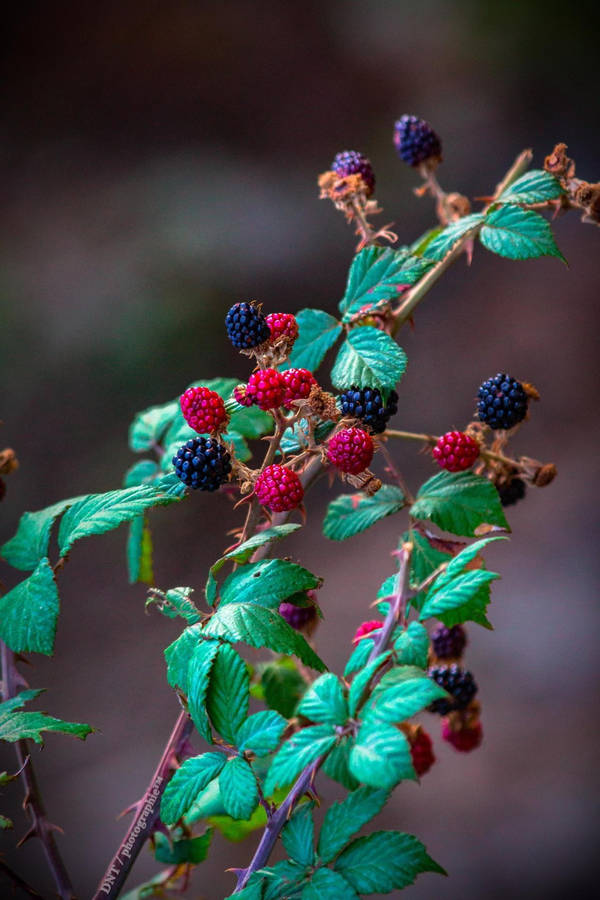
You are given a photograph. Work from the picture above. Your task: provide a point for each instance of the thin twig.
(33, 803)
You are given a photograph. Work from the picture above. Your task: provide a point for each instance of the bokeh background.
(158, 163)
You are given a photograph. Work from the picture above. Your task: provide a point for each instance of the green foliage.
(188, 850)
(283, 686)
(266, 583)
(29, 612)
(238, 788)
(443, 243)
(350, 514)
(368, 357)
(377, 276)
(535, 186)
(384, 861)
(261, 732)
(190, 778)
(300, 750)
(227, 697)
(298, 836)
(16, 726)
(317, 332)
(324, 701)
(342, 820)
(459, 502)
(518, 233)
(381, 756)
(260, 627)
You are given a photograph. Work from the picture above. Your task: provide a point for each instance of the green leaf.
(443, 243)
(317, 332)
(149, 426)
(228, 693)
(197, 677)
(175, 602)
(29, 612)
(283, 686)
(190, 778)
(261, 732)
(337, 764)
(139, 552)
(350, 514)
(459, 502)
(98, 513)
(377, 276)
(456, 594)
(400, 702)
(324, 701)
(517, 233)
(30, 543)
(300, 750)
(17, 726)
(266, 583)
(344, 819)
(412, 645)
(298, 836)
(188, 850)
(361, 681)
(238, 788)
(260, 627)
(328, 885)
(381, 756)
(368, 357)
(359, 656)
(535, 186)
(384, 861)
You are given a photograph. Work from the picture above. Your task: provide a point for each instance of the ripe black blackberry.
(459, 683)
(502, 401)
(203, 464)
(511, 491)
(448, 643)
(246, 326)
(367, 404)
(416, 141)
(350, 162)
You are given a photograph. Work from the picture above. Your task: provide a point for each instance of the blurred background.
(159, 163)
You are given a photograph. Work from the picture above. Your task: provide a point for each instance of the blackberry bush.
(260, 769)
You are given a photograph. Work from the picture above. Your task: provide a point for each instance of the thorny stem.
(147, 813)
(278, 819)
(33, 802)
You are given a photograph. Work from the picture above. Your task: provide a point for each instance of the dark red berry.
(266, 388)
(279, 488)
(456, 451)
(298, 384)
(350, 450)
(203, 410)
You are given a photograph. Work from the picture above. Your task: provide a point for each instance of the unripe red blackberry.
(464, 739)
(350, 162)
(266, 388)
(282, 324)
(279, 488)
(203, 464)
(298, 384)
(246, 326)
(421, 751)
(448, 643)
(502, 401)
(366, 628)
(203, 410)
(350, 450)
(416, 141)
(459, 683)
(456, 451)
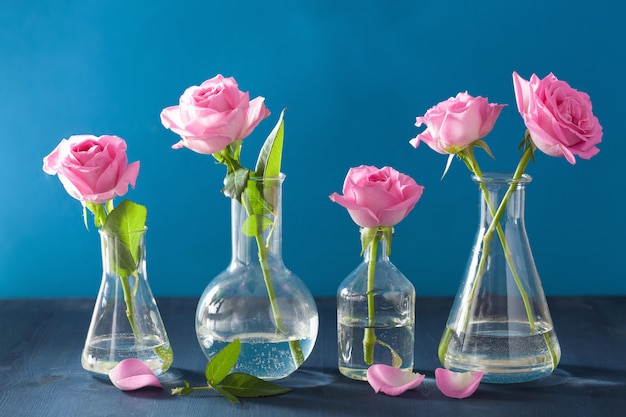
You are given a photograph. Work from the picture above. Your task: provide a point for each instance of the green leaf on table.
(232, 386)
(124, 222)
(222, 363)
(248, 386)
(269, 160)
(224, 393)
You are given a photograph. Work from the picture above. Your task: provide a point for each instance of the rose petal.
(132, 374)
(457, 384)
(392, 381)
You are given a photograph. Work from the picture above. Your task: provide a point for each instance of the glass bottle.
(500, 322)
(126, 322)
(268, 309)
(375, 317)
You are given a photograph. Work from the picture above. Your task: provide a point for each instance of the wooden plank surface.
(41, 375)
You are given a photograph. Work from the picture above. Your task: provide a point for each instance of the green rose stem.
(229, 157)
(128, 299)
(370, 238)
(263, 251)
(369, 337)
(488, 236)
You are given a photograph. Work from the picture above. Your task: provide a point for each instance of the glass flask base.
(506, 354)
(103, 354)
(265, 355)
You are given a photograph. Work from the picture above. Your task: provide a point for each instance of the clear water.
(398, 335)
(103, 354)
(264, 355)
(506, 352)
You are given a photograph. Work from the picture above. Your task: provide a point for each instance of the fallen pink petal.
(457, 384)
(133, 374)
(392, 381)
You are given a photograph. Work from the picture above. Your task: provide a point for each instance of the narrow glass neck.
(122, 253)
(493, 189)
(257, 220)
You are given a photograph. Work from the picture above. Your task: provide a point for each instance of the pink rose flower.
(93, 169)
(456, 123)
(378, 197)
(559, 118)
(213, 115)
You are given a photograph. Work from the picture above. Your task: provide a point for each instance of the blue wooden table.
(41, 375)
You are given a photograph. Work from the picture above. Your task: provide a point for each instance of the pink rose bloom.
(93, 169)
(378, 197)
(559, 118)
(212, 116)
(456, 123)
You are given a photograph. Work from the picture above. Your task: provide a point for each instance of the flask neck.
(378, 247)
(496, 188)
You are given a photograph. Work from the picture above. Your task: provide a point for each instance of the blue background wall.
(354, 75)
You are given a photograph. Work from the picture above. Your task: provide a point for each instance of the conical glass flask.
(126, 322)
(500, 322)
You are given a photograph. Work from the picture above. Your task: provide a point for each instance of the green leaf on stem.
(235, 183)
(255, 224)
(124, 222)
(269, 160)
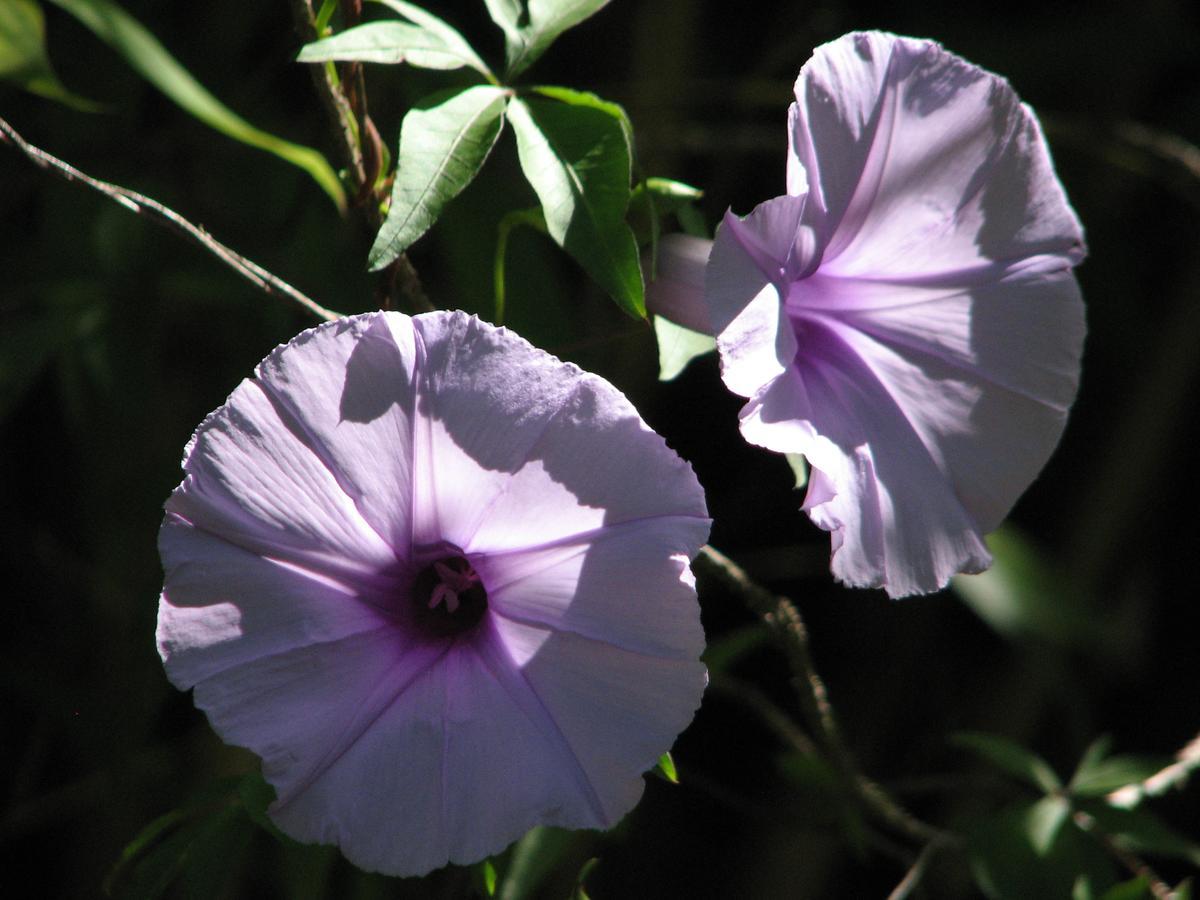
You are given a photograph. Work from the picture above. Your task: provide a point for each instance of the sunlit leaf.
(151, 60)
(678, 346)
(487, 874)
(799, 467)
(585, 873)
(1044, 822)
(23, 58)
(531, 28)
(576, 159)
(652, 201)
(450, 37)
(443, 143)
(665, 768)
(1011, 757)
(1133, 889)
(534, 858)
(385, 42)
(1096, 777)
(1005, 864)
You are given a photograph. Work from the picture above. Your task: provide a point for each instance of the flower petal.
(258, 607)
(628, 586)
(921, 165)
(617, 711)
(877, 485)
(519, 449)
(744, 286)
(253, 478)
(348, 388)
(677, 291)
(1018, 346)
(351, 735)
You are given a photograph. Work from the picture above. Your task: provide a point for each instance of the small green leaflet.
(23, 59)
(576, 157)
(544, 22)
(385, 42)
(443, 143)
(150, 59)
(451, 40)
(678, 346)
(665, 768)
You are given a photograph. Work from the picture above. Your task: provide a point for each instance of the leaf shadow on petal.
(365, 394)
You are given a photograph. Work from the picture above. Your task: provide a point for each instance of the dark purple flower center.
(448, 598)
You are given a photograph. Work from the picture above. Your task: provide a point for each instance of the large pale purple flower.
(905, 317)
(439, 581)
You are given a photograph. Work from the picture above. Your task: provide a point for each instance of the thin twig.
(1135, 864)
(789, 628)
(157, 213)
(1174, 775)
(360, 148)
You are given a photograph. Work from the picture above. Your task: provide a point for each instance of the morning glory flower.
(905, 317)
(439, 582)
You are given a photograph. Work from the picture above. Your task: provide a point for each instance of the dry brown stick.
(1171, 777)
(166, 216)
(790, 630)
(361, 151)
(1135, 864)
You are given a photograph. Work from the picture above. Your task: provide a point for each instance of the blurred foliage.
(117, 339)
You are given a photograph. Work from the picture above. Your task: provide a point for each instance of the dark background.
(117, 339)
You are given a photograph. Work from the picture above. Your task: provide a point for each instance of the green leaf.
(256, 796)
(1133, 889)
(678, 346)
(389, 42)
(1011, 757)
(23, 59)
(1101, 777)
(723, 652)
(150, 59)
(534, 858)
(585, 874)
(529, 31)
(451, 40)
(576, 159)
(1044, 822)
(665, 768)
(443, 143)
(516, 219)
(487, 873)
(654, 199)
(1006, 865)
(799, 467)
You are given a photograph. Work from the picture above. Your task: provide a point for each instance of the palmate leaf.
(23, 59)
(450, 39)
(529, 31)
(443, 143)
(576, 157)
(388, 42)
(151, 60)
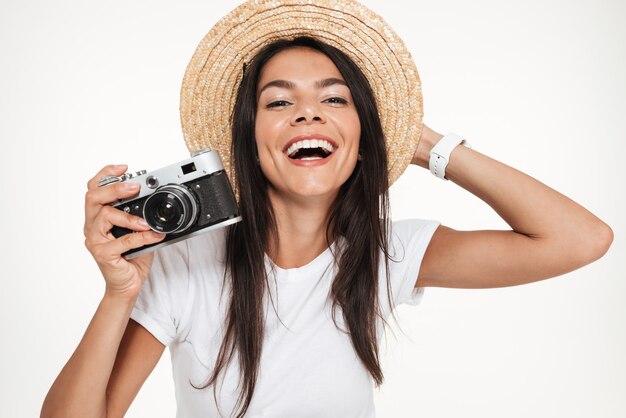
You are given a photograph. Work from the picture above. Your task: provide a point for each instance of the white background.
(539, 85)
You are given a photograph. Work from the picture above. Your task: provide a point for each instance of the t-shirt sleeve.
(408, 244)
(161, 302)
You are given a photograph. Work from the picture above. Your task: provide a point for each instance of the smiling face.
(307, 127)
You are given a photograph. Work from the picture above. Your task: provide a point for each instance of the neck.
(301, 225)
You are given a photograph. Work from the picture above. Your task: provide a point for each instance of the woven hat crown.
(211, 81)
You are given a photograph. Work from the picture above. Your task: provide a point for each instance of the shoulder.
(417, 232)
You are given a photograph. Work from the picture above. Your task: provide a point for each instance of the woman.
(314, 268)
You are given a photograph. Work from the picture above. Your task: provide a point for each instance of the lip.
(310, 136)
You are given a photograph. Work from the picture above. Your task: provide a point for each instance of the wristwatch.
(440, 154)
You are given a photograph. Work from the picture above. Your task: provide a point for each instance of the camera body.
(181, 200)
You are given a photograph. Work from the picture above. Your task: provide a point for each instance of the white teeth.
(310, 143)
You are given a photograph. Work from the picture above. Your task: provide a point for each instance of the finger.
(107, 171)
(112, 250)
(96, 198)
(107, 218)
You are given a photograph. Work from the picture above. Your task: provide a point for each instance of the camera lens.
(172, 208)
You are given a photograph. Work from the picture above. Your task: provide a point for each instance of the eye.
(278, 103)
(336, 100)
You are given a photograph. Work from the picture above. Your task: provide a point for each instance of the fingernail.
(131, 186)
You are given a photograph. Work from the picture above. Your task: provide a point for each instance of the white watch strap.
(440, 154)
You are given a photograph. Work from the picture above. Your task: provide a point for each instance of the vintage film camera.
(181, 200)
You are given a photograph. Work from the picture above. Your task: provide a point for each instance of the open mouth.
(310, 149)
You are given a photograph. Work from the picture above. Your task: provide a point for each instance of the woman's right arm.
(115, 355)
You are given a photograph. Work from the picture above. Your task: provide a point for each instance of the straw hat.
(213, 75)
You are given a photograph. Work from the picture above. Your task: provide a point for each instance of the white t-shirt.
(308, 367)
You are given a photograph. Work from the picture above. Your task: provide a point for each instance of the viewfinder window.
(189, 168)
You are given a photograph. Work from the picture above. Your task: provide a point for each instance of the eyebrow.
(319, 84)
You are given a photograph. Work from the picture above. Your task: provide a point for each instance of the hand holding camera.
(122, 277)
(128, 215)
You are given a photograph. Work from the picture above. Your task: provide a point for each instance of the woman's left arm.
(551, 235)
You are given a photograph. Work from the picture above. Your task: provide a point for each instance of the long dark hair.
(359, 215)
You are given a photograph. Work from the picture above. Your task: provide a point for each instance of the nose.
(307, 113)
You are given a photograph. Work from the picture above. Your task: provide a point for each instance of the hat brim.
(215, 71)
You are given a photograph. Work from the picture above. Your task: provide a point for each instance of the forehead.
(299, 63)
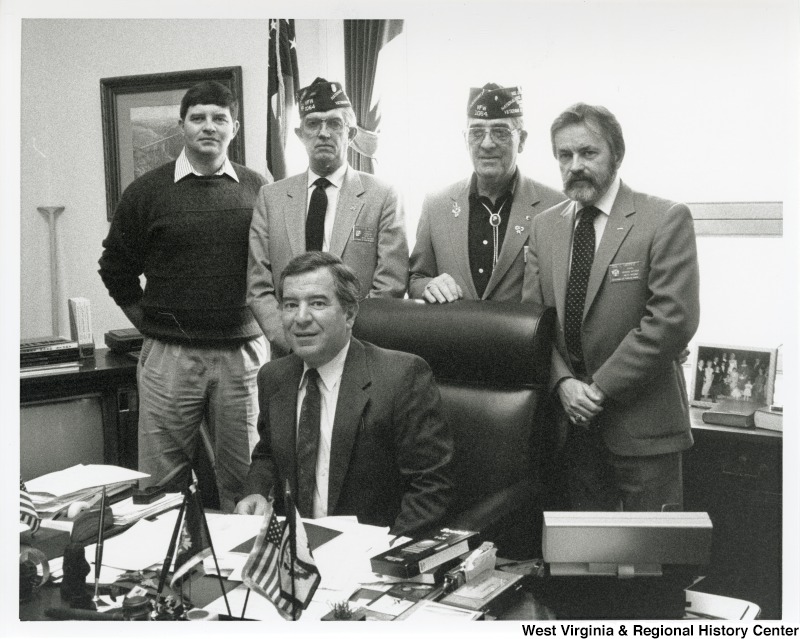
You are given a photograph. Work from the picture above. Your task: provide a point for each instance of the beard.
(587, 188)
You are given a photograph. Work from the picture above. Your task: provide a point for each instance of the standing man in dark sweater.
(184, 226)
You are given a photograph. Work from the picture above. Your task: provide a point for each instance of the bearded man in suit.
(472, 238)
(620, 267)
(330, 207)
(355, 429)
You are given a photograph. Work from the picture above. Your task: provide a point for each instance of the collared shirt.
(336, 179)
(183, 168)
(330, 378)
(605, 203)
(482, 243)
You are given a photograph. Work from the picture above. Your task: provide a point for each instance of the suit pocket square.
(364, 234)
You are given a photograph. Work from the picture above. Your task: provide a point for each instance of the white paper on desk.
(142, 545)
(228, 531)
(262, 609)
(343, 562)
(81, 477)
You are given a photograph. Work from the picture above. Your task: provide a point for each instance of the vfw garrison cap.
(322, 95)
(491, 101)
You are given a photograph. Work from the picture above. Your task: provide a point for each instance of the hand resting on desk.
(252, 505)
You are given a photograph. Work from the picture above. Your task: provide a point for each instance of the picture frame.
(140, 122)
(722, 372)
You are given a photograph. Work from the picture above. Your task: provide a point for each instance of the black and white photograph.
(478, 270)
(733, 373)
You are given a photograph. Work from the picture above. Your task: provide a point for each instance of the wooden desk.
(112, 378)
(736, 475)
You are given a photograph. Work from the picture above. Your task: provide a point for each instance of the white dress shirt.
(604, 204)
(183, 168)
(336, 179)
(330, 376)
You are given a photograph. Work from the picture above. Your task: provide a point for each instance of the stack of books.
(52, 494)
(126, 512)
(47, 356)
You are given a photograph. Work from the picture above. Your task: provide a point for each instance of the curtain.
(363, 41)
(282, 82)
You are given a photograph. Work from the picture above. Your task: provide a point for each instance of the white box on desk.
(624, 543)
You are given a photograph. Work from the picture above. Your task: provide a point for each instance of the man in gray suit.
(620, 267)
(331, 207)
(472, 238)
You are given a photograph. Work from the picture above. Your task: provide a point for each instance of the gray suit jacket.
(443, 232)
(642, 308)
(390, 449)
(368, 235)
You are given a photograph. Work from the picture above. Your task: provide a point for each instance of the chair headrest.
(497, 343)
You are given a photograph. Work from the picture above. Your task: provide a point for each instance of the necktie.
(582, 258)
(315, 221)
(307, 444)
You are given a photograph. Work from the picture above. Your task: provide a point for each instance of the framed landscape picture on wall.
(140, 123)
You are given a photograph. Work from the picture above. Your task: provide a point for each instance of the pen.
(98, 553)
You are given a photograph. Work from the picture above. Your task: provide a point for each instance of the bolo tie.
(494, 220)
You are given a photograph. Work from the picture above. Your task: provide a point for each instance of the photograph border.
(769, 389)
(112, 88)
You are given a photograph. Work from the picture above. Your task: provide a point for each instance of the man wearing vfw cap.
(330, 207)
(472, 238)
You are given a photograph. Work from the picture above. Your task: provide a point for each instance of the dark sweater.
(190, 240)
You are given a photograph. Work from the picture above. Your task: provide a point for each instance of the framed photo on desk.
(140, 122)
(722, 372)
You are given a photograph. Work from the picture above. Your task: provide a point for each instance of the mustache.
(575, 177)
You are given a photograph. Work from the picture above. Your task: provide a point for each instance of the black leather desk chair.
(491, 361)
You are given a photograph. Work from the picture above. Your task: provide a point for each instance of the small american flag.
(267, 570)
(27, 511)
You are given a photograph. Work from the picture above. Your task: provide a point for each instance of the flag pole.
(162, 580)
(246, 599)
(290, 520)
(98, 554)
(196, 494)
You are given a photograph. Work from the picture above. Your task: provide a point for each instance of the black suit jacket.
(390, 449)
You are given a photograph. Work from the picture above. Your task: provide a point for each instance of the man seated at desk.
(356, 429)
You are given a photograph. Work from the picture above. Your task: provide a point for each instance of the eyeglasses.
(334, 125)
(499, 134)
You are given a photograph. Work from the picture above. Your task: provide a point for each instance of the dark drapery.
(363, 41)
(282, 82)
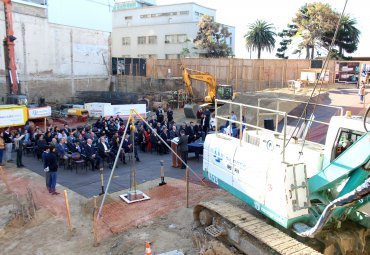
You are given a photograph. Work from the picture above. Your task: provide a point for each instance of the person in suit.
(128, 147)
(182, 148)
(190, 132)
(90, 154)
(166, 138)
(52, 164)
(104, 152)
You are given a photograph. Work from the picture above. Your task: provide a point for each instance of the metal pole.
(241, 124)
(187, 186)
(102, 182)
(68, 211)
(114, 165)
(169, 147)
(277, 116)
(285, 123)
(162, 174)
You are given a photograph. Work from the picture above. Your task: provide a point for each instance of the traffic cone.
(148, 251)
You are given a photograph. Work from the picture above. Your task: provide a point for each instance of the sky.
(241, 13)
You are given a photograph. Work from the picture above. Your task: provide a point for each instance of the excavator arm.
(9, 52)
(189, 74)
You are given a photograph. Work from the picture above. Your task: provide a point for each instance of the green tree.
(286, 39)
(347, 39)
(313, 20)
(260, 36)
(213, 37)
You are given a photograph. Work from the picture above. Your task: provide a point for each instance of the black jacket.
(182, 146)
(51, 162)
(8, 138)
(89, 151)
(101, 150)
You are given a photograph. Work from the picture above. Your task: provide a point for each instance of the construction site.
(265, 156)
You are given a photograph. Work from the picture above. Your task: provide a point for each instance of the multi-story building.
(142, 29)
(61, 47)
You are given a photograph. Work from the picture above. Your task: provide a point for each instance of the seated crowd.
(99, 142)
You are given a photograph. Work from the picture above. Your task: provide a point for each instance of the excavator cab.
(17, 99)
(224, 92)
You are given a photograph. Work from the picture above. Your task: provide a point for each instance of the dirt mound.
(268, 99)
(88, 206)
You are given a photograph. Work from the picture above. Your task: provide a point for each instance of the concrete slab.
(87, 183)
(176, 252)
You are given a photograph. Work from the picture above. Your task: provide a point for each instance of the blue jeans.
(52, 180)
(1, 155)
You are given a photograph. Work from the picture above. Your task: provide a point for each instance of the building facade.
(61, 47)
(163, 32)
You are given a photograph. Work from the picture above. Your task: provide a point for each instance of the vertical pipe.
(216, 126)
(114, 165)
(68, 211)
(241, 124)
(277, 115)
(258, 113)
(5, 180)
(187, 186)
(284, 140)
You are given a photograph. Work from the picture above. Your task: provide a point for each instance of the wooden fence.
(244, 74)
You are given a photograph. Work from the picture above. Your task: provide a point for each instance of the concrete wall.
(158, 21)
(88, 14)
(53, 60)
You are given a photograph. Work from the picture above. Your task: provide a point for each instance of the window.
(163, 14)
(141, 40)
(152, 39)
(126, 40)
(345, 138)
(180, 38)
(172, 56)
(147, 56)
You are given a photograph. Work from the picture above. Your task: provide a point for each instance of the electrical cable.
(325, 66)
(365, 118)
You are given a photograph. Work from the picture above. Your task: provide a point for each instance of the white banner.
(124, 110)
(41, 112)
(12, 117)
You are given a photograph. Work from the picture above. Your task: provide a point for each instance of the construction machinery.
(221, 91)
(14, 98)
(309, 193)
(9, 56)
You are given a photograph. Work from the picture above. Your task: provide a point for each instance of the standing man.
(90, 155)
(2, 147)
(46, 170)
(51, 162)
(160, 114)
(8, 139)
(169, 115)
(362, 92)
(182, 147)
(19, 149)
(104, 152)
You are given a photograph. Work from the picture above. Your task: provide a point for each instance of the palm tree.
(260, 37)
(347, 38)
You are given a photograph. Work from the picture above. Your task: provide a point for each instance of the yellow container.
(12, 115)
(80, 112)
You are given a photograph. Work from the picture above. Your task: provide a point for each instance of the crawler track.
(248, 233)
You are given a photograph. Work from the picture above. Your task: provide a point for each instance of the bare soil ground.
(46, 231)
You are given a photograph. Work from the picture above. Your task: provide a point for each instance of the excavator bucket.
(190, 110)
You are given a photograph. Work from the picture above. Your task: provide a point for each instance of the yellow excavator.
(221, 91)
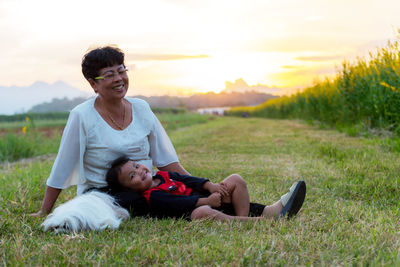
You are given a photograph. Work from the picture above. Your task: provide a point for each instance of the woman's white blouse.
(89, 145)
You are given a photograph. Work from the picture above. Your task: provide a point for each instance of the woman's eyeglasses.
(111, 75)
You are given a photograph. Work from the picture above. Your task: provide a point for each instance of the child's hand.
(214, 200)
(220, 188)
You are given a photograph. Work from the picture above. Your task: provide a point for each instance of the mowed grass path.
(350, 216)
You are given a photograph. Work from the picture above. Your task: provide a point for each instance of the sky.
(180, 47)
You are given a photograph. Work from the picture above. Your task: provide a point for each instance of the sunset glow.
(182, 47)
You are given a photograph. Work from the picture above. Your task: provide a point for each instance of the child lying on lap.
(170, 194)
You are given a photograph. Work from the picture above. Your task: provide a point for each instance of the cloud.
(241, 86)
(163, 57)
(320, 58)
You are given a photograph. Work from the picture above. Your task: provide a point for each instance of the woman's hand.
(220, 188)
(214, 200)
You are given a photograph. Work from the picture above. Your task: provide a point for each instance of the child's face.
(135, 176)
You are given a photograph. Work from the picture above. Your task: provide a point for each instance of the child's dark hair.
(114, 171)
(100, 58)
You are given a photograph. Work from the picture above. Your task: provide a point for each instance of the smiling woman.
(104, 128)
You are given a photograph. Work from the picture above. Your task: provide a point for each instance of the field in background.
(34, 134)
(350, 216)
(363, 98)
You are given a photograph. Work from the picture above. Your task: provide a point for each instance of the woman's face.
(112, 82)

■ **Requirements**
Please quote nothing but the lines from the line with "the woman's hand." through the end of the data above, exactly as written, ends included.

■ **Result of the exercise**
You are given a photograph. Work from the picture above. Your task: provide a point for each instance of the woman's hand.
(220, 188)
(214, 200)
You are given a photograph. Work from the picture above. Your task: provide a point for each instance of the child's face.
(135, 176)
You are given a photograph. Work from the picture above. Your task: provide a point for each instance of the child's dark hair.
(114, 171)
(100, 58)
You are given a photograph. Work from the picture above. Your task: provide a point for each instance of the smiling woman.
(104, 128)
You are given a photograph. Work from the picture above. Your task: provide a point for each instance of the field in background.
(34, 134)
(350, 216)
(363, 98)
You are given a photograph. Work from the picture above. Your task: provide a point for each instance of the woman's face.
(112, 82)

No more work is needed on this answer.